*EXTRACT PROVIDED*.
Abstract:
A stale packet removal apparatus and method are provided for a digital processing system of the type having multiple devices that communicate via a plurality of unidirectional rings. Each requesting device sets a traversal count value in a packet and then sends the packet. When the packet is received at an agent, the agent changes the traversal count value and sends the packet onto another of the unidirectional rings. When a device receives the packet, the device identifies the traversal count value and discards the packet responsive to a predefined traversal count value.

Description:
BACKGROUND OF THE INVENTION 
     1. Field of the Invention 
     The invention relates generally to a digital processing system for devices that communicate via unidirectional rings, and more particularly to method and apparatus for removing stale packets from the system. 
     2. Description of the Prior Art 
     IEEE P1596 SCI (scalable coherent interface) Standards specifies protocols for devices that communicate via unidirectional rings. For each device connection, the ring is broken, and a device interposed such that the ring flows into the input port of the device and out again onto the ring. Encapsulated streams of information, known as packets, originate with a device known as the requesting device or requester, and travel across one or more rings to a device known as the responding device or responder, then return back along the same or alternate pathway. 
     A device may insert packets onto a ring to which it is connected, pass packets through from input to output, or extract packets from the ring. If a packet is extracted from the ring, a copy is not passed to the device&#39;s output or onto the ring. All devices within a system may be connected within a single ring, or one device may be connected into two or more rings by an agent function. Agents selectively move packets between rings in order to transport packets between devices on distinct rings.

*DATASET ROWS*.
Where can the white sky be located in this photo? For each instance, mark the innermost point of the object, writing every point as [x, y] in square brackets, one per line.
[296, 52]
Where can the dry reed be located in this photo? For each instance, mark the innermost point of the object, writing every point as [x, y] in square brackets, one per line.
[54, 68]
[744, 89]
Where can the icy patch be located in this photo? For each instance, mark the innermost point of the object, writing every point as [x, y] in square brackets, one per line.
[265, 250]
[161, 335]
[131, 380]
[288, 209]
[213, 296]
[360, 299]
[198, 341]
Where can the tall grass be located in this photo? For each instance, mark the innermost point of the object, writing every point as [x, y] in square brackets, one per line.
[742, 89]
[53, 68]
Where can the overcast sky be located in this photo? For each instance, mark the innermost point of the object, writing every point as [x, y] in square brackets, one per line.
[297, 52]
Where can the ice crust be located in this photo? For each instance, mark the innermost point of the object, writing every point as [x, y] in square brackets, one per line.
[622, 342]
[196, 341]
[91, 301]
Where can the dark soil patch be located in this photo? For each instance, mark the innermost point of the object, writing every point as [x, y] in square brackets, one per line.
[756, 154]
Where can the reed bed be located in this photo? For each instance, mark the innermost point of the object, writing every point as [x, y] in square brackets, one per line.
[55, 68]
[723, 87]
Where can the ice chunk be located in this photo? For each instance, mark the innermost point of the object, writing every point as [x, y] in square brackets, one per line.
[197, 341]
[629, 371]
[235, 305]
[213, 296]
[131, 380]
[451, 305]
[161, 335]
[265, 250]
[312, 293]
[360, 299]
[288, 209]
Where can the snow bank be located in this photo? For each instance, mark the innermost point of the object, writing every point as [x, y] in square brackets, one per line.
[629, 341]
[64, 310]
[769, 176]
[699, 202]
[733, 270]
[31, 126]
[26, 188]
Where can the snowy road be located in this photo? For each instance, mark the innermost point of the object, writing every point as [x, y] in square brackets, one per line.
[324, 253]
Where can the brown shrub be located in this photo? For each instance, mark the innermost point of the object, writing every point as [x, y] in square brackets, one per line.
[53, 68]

*WHAT THE EXERCISE ASKS*. Extend the patent description of stale packet removal in unidirectional ring systems, starting right after its last sentence about agents moving packets between rings.

*EXERCISE RESULT*.
     Each connection point on a device to a ring, known as a port, has the capability to scrub packets. Exactly one scrubbing function is enabled per ring. Within each packet, there is a single bit field defined as the old bit. Each time a packet is inserted onto the ring, the old bit is cleared. When such a packet passes through the enabled scrubber, the scrubber examines the state of the old bit field. If the state is still clear, the old bit field is set. If the old bit field is already set on arrival, then the entire packet is extracted from the ring and discarded. This bounds the time a packet may continuously travel on one ring to a little less than two cycles. 
     The old bit limits continuous travel on a single ring, but does not bound the total time a packet may travel on two or more rings. IEEE P1596 SCI Standards specifies a time-of-removal (TOR), time-stamp field embedded within the packet, to denote when the packet should be extracted and discarded. The time of removal is set based on the time at which a packet originates at the requestor plus some time interval thought to allow any correct transport to occur. The time of removal is encoded using mantissa and exponent values. 
     While the old bit removes stale packets from a single ring in a simple fashion, the time-of-removal policy requires a global time from which to initially calculate the time of removal that is both difficult and expensive in terms of logic or cell count. Determining a time interval during which all correctly routed packets must be delivered is difficult and error prone. Decrementing and comparing a mantissa and exponent representation of the time of removal is much more difficult than comparable operations on an integer, especially if the time-of-removal encoding wraps around to zero. 
     Also, transmission of a packet across a ring may be retried if an echo of the sent packet is not received within a time-out period. The number of times such transmission occurs must be bounded to some integer number of retries. When this number of retries has been exceeded without receipt of an echo, higher level protocols depend on termination of retry events. Counting the number of attempts to insert a packet onto a ring requires a modest amount of dedicated logic. 
     A need exists for a stale packet removal method that eliminates the need for a single system-wide time reference as required for the SCI Standards time-of-removal mechanism. A need exists for a stale packet removal method that is simple to implement, efficient and reliable. 
     SUMMARY OF THE INVENTION 
     A principal object of the present invention is to provide a method and apparatus for removing stale packets. Other objects are to provide such method and apparatus substantially without negative effects and that overcome disadvantages of prior art arrangements.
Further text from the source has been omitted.